◆ WORK REQUIRED: Output every record again so that it matches the original word for word.

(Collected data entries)
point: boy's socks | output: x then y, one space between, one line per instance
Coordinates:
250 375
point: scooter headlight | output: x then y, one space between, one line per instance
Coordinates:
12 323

◆ TASK SOLUTION:
point: boy's socks | output: x then y, one space between, one line per instance
Coordinates:
250 375
point: scooter headlight | output: x then y, one space between, one line per instance
Coordinates:
12 323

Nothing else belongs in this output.